[Referring expression grounding data]

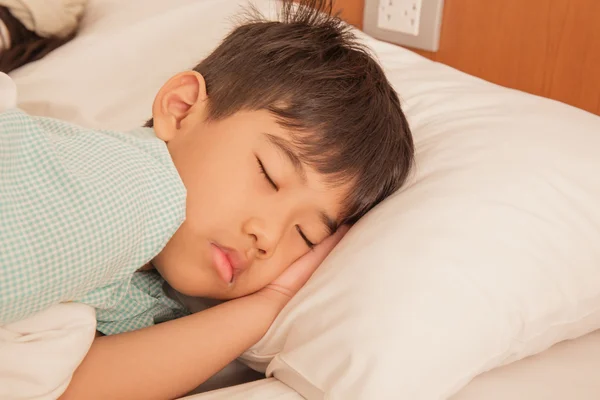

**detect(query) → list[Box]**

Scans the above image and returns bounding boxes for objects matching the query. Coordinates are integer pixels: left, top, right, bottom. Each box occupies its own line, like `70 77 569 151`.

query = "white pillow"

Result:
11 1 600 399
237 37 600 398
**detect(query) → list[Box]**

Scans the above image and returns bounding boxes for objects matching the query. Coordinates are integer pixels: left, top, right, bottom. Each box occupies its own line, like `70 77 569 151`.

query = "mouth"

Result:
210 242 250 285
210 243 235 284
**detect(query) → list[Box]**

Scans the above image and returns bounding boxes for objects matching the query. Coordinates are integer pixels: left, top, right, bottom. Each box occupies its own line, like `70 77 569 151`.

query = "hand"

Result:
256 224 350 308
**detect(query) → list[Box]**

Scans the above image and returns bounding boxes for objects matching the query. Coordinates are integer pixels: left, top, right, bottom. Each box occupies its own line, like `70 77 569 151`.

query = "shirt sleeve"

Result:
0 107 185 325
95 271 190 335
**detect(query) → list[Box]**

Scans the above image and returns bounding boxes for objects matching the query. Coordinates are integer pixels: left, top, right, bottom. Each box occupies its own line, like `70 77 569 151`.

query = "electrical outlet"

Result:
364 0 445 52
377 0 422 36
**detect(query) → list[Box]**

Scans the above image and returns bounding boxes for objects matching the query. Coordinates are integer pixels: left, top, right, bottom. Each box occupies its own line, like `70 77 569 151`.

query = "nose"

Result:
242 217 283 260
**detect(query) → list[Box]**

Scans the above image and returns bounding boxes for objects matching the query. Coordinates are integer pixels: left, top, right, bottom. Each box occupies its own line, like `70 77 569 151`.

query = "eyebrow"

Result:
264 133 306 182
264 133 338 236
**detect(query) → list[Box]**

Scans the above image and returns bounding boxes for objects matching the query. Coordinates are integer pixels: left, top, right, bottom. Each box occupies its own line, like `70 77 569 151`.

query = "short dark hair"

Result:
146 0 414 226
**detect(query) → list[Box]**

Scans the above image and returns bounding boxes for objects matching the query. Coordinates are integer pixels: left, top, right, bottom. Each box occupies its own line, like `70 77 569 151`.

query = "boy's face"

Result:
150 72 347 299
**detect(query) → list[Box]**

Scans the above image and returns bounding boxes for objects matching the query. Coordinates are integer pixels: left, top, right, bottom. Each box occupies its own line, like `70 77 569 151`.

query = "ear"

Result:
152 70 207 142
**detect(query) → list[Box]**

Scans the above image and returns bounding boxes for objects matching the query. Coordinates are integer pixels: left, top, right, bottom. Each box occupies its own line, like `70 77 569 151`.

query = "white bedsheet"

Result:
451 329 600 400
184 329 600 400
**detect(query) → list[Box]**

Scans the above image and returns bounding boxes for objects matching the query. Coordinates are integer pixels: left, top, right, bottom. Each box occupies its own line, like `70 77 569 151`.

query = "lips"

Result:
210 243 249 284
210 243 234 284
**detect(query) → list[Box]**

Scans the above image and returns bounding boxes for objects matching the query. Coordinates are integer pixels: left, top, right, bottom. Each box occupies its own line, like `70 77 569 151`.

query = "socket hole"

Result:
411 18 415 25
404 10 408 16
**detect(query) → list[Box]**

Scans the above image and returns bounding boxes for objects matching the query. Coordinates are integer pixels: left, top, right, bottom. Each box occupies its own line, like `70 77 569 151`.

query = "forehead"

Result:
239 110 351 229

> EXERCISE AIM: Would you set down each line of the data exactly, with no images included?

> ANSWER FOR THE TASK:
**detect(query) → list[Box]**

Scans the above image and returns bounding boxes for objects matching the query. Coordinates are integer pixels: left, top, right, bottom. Each box occupies its own line, like `70 77 569 151`.

query = "white pillow"

Result:
11 1 600 399
237 37 600 398
**detect(query) → list[Box]**

Scans the above image and returns bounding boxes for objects matching the query. Coordinates are integer pixels: left, top, right, bottom. Each box occupies its own line, like `70 77 569 151`.

query = "mouth"

Result:
210 242 250 285
210 243 235 284
**detect(query) → list[Box]**

Scans the above image and returns bounding boxes for objects matching the query. Coordinates are integer pixels: left, top, right, bottom. Each box occupies its own line, like `70 77 569 151`.

query = "hand"

Result:
256 224 350 308
**detect(query) → list[Box]**

Scans the above image and returns bounding boxes for objects matching the query. Coordinates are integer pixels: left, top, right, bottom. Each box occupies its own line, like `70 77 569 151`.

query = "shirt sleeve"

Result:
0 107 185 325
95 271 190 335
**detect(query) → list[Box]**

Scans the above image and returns bounding boxes for objects matching the query. Coordinates are integer pixels: left, top, right, bottom. Each box occupies its own line, like `70 77 569 151`.

query = "electrical outlet"

Result:
364 0 445 52
377 0 422 36
**detect(query) → list[Box]**

Scans the above image and returns bounding boxes for objects matching the query. Coordinates are integer pixels: left, top, right, bottom. Each box occupies its own line, like `70 77 569 151`.

query = "nose"

Result:
242 217 283 260
**detect(query) → list[Box]**

Scans the above image and returns bounding boxes for objects matching the query. Coordinates are integer pixels: left, top, right, bottom. Each box occupies its own line, like `70 77 569 151`.

query = "eyebrow"

Result:
264 133 306 182
264 133 338 236
**detect(query) → list[Box]**

Scans the above image and returns bounding boxes for objects matching the query. Coordinates are integer pixels: left, top, right, bottom. Each box occupies its own line, like `70 77 569 151`.

query = "short dark hair"

Result:
146 0 414 226
**detect(query) → list[Box]**

Scans the above image and returns bounding boxes for objects matching the query. Coordinates are integer pixels: left, top, right, bottom. Each box occupies its own line, like `70 77 569 151`.

query = "boy's face"

Result:
150 72 347 299
**detect(query) → list[Box]**

Scans the above image and returns bounding boxes for objects matching the query. Coordinates are integer pixels: left, top, right, bottom. Each box occupies its own line, like `70 77 569 151`.

query = "ear"

Result:
152 70 207 142
**detect(query) → list[Box]**

Scans the above image and returns bounding boxes for objects matching the query. Coordinates are integer pixels: left, top, right, bottom. Each box occupies its own line, like `70 77 569 151`.

query = "white bedsheet"

Result:
451 329 600 400
184 329 600 400
**detect(query) → list[Box]**

Scans the above image and returns bounding boxes for objects matching the query. Coordinates are integer pixels: left, top, right, bottom. Each box occupies its own line, like `70 77 569 151`.

query = "lips"

Result:
210 243 249 284
210 243 234 284
**detect(query) → list[Box]**

Scans the above image and returns bounding boxes for objects matching the query. Coordinates are integer pixels: left, top, right, bottom. Each box occupies its own line, like `70 77 569 151`.

query = "socket hole"

Result:
411 18 415 25
404 10 408 16
**detect(query) → list[Box]**

Scans the above image and returns bounding boxes for objects matching the query. Coordinates are integer pixels: left, top, right, bottom. Each box occupies its own line, like `70 77 569 151`.

query = "forehead"

Result:
239 110 351 229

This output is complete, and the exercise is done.